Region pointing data

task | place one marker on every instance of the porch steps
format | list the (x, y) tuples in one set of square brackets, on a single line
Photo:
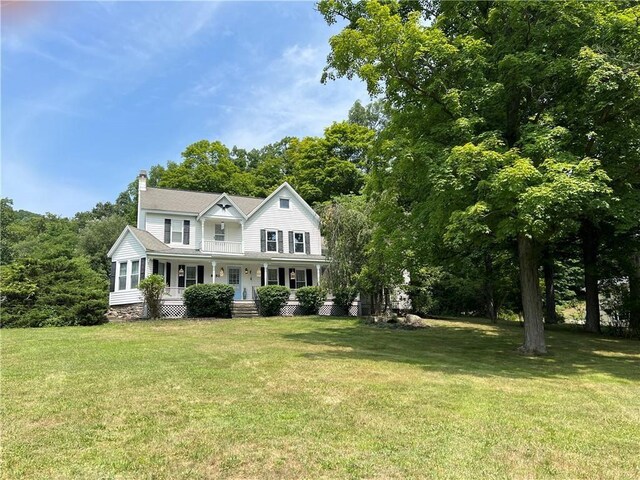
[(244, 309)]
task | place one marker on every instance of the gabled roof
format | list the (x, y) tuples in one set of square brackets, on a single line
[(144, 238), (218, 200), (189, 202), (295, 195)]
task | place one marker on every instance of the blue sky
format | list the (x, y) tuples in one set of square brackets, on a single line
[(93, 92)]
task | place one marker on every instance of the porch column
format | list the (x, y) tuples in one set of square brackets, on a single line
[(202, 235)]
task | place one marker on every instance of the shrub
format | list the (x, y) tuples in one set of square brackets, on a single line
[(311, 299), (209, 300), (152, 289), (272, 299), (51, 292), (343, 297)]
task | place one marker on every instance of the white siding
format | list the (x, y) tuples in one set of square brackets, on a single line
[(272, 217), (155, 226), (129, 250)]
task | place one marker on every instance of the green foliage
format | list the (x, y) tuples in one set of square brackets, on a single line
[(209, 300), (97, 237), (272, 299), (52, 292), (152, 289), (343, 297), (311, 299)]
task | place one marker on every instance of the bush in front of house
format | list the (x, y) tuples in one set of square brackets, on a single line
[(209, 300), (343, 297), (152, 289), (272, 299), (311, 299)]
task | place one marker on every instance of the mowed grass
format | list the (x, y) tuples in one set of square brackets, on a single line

§ **How to complete this task**:
Using the records above, find and show each line with the string "instance".

§ **Solution**:
task | place one marker on every instance of the porch steps
task | place one marker on every instance of the gabled roof
task | place one marker on every instance of the blue sky
task | place one marker on every instance of the porch column
task | place one marker on every instance of the shrub
task | place one marker on every instance of the white siding
task | place one marker on every instance of the green foliage
task | place one marker on every instance of the bush in front of house
task | place one marker on every instance of the mowed grass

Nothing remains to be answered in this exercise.